▸ Фрагмент документа:
□ □ □ □ □

В символистском тексте имперский дискурс воплощает представление о национальной катастрофе, переживаемой Россией, которая ассоциируется с петровскими преобразованиями и, как следствие этого, с имперским топосом, в роли которого могут выступать как Петербург, так и Москва. Идея русского провиденциализма раскрывается в основном через укорененный в литературе Серебряного века миф пути и переводит повествование в символико-эмблематический план, связанный с реализацией мифологемы "золотого века". Несостоятельность имперского мифа выражается в идее замкнутости, цикличности российской истории, обусловленной ее неспособностью к саморефлексии, к пониманию собственной природы. Государственная имперская мифология выстраивается либо через отождествление с Западом, и в этом случае появляется двойничество, либо через определение себя

стр. 21


--------------------------------------------------------------------------------

как варианта восточной государственности, провоцирующее позитивное истолкование статики и неизменности. Копирование, усвоение чуждой традиции неизбежно вызывает появление в построении исторической модели проблемы "воли - неволи", которая, в свою очередь, раскрывается через патриархальный код, восстанавливающий ветхозаветную символику с характерным для нее отождествлением царствования с пророческим даром и святостью, основанием которого становится концепт избранности еврейского народа.

В историософском романе Серебряного века государственная идея избранничества сталкивается с национальной идеей мессианства. Подлинная национальная модель России выстраивается через динамичное развитие библейской схемы: Ветхий Завет - Новый Завет - Царство Третьего Завета, поэтому в ее определении ведущее место занимает апокалиптическая символика, наиболее адекватно воссоздающая идею провиденциальной истории (мессианства), в основу которой положена христологическая модель, диалектически сочетающая линейность (движение от момента грехопадения к Страшному суду) и цикличность, связанную с внутренним соположением основных моментов христианской истории. Если имперский дискурс формирует устойчивый патриархальный код, то репрезентацией национального мифа становится тендерная символика, основу которой закладывает реализация в отношении образа России мифологемы Вечной Женственности, благодаря чему формируется устойчивая ассоциация России с образом Спящей царевны/Мертвой царевны, причем в данном случае семантически значимым является не только содержание данного образа, но и его соотнесенность с фольклорным пластом1 .

□ □ □ □ □

Выдержки из записей сегментации
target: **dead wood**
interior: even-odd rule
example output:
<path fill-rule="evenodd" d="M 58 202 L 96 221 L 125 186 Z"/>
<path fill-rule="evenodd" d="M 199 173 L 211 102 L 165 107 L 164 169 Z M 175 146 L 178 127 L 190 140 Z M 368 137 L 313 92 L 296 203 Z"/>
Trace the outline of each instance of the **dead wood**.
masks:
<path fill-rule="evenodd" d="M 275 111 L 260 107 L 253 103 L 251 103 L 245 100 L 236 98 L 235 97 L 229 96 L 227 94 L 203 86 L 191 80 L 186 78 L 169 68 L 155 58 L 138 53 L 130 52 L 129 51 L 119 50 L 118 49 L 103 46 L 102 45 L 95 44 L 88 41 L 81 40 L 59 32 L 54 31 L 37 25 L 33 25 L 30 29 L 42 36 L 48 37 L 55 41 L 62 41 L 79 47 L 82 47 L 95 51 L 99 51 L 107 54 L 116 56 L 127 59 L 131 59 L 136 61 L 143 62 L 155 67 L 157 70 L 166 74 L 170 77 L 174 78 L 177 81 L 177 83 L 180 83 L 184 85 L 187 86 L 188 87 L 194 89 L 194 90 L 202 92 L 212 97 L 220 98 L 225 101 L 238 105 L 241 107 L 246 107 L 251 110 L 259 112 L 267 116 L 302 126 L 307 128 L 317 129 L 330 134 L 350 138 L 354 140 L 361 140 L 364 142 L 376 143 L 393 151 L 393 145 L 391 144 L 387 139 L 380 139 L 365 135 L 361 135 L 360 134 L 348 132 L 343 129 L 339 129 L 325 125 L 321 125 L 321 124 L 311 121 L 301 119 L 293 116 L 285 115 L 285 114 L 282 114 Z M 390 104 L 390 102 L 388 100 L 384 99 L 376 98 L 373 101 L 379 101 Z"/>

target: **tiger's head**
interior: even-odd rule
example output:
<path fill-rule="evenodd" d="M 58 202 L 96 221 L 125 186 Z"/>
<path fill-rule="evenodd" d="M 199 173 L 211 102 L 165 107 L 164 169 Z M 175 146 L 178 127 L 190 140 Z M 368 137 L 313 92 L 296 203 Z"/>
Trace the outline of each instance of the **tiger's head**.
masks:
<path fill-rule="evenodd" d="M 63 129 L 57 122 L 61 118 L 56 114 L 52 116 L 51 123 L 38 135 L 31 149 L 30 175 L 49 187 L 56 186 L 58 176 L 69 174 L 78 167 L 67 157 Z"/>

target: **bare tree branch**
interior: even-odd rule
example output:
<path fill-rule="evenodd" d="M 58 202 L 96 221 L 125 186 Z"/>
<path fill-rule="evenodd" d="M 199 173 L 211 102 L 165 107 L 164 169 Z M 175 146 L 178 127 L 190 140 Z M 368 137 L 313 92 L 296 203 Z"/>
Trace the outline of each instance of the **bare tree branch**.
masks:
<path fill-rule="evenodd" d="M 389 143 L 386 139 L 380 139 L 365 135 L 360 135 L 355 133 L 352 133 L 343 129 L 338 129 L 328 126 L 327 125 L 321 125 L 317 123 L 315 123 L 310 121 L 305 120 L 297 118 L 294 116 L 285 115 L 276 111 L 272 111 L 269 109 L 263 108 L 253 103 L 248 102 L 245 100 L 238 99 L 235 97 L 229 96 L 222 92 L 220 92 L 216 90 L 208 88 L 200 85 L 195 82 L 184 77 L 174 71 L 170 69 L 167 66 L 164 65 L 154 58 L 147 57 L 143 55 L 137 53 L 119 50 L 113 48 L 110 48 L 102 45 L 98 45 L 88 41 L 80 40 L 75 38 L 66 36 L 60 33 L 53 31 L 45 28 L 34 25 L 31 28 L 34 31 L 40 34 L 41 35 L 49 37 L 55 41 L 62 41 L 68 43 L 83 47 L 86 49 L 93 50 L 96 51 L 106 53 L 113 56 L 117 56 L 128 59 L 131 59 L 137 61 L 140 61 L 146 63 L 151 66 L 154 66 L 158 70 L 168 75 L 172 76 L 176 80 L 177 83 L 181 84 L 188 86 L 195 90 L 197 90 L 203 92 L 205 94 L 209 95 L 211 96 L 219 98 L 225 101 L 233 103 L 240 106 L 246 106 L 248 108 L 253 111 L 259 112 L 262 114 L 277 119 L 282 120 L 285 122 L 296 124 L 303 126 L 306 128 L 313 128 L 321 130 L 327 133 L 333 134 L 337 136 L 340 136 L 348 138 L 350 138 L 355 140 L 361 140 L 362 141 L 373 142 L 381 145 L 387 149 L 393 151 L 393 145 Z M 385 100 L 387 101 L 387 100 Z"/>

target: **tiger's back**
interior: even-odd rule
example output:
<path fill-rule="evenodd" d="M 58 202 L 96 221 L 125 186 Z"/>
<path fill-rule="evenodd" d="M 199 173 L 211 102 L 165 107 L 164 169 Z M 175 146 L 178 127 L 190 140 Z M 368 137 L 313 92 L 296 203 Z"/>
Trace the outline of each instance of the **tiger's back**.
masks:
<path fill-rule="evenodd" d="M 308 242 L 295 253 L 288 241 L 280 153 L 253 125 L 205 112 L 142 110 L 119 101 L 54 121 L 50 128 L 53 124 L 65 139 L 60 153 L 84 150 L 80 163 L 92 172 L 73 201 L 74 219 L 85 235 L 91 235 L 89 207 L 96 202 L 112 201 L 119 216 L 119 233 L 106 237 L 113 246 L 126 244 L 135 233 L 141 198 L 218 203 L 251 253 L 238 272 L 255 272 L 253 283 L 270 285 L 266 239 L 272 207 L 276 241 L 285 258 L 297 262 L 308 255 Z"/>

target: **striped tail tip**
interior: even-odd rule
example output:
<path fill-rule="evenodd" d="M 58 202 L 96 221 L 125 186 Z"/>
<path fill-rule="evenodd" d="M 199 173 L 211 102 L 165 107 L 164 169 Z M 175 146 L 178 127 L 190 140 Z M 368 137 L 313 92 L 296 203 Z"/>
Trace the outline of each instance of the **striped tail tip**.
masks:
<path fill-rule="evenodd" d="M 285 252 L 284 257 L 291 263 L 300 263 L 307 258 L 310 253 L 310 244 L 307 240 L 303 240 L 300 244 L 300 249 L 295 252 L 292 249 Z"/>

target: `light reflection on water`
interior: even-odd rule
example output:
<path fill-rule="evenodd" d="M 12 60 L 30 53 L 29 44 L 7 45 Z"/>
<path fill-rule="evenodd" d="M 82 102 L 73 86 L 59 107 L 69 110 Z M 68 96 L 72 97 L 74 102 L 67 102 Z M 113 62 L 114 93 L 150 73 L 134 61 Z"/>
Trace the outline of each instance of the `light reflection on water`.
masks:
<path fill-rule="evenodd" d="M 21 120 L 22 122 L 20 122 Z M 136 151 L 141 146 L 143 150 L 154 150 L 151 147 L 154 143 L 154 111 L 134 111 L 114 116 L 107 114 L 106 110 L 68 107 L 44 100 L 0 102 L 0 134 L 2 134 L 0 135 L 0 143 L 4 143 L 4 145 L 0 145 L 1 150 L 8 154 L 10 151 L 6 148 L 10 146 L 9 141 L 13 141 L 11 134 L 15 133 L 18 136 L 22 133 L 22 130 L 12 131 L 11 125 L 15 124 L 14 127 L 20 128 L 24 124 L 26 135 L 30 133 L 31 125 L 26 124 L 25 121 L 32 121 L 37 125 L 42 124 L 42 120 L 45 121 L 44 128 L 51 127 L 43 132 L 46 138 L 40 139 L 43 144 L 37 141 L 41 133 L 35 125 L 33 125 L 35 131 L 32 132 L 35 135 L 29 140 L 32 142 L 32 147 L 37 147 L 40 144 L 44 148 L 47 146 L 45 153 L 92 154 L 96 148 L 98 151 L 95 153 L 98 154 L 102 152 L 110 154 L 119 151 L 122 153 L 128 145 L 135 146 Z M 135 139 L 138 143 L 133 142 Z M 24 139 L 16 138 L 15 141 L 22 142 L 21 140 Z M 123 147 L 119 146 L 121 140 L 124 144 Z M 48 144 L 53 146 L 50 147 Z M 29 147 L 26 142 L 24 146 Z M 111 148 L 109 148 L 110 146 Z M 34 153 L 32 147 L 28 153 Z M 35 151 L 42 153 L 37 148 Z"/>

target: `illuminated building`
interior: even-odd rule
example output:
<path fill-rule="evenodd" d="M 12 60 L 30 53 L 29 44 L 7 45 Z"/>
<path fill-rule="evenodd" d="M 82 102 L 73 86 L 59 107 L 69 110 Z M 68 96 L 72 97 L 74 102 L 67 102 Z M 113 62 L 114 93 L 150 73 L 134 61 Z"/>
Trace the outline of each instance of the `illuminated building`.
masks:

□ □ □ □ □

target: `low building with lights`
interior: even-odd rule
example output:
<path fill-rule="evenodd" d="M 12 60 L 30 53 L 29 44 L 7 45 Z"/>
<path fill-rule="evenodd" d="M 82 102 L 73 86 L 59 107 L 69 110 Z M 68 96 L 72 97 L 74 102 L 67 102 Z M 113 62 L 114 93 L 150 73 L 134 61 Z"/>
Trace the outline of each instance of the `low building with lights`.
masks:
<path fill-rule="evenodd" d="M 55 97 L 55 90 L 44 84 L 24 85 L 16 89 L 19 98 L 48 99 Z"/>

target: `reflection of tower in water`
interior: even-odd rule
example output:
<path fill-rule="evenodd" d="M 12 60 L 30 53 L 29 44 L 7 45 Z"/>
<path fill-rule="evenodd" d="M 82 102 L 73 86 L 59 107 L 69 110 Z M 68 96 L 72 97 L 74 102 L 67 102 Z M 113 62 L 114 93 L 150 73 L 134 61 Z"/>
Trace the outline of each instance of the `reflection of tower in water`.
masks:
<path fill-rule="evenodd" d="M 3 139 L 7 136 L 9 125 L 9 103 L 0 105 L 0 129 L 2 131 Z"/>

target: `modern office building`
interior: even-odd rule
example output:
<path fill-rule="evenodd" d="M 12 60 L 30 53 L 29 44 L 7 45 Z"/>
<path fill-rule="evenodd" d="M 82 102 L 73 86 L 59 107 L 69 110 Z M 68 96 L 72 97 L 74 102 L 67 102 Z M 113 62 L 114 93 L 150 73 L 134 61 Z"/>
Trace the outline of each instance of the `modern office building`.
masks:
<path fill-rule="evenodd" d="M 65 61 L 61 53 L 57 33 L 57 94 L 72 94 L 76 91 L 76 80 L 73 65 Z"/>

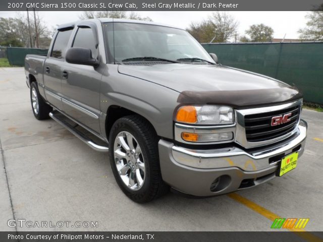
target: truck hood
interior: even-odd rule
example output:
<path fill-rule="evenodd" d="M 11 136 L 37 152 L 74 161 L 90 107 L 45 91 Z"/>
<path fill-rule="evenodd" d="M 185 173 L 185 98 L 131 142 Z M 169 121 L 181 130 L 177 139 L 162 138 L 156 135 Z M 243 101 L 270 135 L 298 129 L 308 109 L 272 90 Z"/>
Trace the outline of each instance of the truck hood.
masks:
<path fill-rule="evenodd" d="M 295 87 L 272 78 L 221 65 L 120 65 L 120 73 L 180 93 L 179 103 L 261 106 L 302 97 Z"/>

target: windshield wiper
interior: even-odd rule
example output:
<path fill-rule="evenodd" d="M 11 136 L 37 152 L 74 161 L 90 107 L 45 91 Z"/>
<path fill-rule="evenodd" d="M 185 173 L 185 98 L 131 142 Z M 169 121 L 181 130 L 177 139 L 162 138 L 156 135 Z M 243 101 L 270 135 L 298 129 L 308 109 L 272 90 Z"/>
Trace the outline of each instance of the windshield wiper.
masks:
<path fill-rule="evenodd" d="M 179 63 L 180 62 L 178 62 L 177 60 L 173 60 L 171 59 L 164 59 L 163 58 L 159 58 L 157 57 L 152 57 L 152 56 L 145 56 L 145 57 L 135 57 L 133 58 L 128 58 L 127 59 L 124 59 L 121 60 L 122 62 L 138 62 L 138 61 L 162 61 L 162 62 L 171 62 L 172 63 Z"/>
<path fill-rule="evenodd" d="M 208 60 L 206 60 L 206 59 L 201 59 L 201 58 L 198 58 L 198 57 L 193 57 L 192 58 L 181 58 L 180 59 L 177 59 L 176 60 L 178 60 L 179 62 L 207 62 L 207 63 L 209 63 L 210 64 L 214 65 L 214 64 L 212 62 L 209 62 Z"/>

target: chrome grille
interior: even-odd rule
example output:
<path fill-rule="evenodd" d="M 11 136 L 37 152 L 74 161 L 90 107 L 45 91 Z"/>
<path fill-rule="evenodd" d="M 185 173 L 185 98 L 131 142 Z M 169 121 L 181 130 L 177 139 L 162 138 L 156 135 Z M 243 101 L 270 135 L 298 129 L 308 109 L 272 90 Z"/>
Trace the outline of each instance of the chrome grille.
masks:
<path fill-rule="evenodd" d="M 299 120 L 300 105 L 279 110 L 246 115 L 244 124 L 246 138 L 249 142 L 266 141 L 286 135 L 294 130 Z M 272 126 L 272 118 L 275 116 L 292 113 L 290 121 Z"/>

□ □ □ □ □

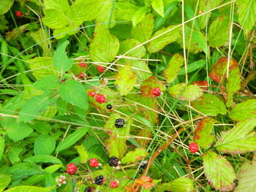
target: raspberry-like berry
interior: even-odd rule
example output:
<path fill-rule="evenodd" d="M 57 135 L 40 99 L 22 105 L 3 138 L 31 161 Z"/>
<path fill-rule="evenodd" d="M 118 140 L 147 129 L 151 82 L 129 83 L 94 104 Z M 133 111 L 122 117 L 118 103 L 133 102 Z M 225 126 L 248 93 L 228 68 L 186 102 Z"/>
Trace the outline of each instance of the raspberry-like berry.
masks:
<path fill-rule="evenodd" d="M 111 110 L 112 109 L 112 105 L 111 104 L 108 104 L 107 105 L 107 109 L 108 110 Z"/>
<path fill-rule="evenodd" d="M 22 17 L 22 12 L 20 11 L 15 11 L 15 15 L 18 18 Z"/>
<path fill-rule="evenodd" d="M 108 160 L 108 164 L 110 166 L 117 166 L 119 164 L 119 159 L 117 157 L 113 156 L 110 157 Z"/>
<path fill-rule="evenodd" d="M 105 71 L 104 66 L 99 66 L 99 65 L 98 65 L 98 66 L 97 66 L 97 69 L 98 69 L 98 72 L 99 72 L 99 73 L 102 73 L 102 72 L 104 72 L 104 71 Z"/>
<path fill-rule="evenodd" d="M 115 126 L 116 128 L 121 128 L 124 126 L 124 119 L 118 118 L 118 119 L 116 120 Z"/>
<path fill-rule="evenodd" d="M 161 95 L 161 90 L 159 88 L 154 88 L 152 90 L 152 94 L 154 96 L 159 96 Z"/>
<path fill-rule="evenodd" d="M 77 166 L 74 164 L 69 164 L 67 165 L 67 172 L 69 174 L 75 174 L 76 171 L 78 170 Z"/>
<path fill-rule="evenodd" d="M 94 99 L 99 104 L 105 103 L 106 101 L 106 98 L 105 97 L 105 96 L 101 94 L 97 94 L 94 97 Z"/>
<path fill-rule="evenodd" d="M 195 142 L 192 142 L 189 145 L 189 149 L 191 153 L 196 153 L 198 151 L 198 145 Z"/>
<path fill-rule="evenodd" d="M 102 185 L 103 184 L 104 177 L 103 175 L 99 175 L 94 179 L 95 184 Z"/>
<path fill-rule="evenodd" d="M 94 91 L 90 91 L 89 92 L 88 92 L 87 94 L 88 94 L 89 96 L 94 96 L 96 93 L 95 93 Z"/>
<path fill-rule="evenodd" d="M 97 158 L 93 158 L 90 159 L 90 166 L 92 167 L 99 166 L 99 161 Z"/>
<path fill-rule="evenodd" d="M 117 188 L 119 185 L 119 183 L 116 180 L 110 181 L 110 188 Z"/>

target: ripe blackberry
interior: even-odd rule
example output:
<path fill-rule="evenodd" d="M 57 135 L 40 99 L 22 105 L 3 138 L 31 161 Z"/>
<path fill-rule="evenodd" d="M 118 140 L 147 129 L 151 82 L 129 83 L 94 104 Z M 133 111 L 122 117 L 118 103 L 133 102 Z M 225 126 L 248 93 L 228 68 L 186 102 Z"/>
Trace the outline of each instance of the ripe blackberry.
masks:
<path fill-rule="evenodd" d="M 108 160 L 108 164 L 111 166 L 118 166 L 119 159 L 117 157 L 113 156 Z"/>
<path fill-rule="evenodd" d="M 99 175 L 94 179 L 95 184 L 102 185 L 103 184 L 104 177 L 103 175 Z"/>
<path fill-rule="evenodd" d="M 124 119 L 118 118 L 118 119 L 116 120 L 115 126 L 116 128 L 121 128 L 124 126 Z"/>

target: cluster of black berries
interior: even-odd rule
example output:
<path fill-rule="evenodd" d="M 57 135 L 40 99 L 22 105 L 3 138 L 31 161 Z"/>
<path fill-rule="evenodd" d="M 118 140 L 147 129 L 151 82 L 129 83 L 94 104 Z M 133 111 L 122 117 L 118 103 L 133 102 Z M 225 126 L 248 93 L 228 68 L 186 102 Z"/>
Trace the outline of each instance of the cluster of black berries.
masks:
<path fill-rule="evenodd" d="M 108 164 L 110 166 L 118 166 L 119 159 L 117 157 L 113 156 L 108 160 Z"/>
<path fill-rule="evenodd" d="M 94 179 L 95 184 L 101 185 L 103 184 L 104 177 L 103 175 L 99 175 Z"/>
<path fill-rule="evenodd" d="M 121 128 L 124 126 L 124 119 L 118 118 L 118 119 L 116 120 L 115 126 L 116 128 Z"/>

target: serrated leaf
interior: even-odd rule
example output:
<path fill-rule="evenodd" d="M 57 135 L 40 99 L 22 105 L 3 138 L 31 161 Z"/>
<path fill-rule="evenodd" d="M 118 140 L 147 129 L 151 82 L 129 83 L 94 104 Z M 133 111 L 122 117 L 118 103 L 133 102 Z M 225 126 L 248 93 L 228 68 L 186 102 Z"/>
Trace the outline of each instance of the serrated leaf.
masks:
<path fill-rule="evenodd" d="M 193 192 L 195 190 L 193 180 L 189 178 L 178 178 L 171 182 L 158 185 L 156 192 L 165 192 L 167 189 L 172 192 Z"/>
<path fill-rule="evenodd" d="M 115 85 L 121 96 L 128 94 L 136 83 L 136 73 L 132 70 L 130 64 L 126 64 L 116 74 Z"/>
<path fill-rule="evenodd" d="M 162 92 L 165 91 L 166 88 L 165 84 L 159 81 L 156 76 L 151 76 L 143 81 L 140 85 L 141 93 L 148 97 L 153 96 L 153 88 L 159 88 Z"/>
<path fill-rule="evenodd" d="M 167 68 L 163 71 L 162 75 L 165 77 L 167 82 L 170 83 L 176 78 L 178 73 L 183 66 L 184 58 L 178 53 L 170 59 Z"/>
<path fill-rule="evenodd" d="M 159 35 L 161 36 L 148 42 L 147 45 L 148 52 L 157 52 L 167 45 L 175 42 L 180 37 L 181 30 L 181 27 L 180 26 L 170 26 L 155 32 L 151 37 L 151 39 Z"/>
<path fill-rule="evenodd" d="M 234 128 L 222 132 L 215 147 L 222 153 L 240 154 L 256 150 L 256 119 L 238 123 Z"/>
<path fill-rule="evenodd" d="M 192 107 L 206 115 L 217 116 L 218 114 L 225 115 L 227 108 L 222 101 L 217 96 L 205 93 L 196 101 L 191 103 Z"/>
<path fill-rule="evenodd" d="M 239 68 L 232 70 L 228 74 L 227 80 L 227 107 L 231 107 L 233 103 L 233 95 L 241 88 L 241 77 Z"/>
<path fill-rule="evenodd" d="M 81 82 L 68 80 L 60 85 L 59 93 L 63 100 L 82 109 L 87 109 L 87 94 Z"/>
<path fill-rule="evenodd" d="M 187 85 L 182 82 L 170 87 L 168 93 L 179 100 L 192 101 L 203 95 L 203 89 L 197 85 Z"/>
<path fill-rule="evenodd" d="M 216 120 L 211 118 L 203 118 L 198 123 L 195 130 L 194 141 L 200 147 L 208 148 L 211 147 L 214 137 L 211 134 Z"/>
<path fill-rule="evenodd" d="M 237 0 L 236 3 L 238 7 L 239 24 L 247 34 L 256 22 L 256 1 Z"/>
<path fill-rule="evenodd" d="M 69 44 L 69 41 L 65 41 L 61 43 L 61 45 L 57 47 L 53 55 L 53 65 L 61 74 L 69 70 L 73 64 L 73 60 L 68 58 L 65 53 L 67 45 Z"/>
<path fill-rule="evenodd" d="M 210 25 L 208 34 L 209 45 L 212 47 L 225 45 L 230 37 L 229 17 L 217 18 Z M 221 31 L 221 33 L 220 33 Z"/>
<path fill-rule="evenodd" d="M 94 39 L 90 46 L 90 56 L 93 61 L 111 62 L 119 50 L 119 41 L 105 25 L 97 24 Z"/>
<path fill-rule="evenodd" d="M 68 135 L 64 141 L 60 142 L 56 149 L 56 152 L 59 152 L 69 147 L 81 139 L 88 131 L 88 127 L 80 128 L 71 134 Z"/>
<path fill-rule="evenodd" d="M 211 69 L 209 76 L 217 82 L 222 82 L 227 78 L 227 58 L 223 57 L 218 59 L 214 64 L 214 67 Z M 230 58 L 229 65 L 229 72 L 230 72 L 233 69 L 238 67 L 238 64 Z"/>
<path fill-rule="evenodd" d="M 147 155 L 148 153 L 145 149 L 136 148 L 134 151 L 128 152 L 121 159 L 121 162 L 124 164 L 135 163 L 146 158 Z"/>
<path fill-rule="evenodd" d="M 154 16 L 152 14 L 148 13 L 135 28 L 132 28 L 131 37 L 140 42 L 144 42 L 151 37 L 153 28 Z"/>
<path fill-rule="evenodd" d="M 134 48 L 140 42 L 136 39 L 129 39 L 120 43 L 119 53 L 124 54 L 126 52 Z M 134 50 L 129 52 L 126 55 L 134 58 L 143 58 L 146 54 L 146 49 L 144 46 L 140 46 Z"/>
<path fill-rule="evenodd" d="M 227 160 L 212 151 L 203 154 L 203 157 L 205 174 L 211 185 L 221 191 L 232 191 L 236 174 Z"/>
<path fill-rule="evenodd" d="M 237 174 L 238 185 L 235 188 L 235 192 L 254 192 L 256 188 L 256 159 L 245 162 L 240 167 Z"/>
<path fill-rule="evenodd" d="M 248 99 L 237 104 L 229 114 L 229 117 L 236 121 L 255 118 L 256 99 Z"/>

□ □ □ □ □

▸ Задание A:
Назовите все звенья библейской схемы, через развитие которой во фрагменте документа выстраивается подлинная национальная модель России.
▸ Задание B:
Выведите без изменений часть фрагмента документа: начните со слов «как варианта восточной» и остановитесь после слов «избранности еврейского народа.».
Этот материал для работы не понадобится.

▸ Полный ответ A:
Ветхий Завет, Новый Завет, Царство Третьего Завета.

▸ Полный ответ B:
как варианта восточной государственности, провоцирующее позитивное истолкование статики и неизменности. Копирование, усвоение чуждой традиции неизбежно вызывает появление в построении исторической модели проблемы "воли - неволи", которая, в свою очередь, раскрывается через патриархальный код, восстанавливающий ветхозаветную символику с характерным для нее отождествлением царствования с пророческим даром и святостью, основанием которого становится концепт избранности еврейского народа.